## Document excerpt:
>> begin
Sims sued the detective, claiming both an invasion of his sexual privacy and an unreasonable search, and alleging that the detective forced Sims to participate in producing child pornography by photographing his penis as Sims attempted to masturbate. The trial court granted qualified immunity on the Fourth Amendment claim and dismissed Sims’ claim for damages associated with alleged manufacturing of child pornography.

The court of appeals reversed the grant of qualified immunity, ruling that forcing a teenage boy to masturbate to comply with a warrant authorizing police to obtain photos of the teen’s erect penis counts as an unlawful search. The court held that “ordering Sims to masturbate to obtain an erection, required that Sims perform a sex act in the presence of three armed officers. Such alleged conduct necessarily invaded Sims’ bodily integrity even though no part of Sims’ body was penetrated or physically harmed.”
>> end
## Exercise requirements:
Copy the court-ruling passage above in full, word for word.

## Supplied information:
>> begin
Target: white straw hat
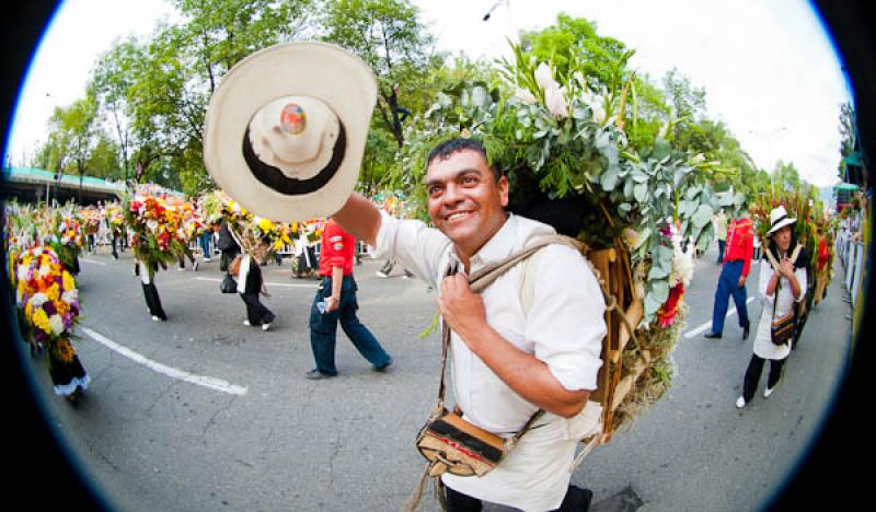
>> end
## Final result:
Sims sued the detective, claiming both an invasion of his sexual privacy and an unreasonable search, and alleging that the detective forced Sims to participate in producing child pornography by photographing his penis as Sims attempted to masturbate. The trial court granted qualified immunity on the Fourth Amendment claim and dismissed Sims’ claim for damages associated with alleged manufacturing of child pornography.

The court of appeals reversed the grant of qualified immunity, ruling that forcing a teenage boy to masturbate to comply with a warrant authorizing police to obtain photos of the teen’s erect penis counts as an unlawful search. The court held that “ordering Sims to masturbate to obtain an erection, required that Sims perform a sex act in the presence of three armed officers. Such alleged conduct necessarily invaded Sims’ bodily integrity even though no part of Sims’ body was penetrated or physically harmed.”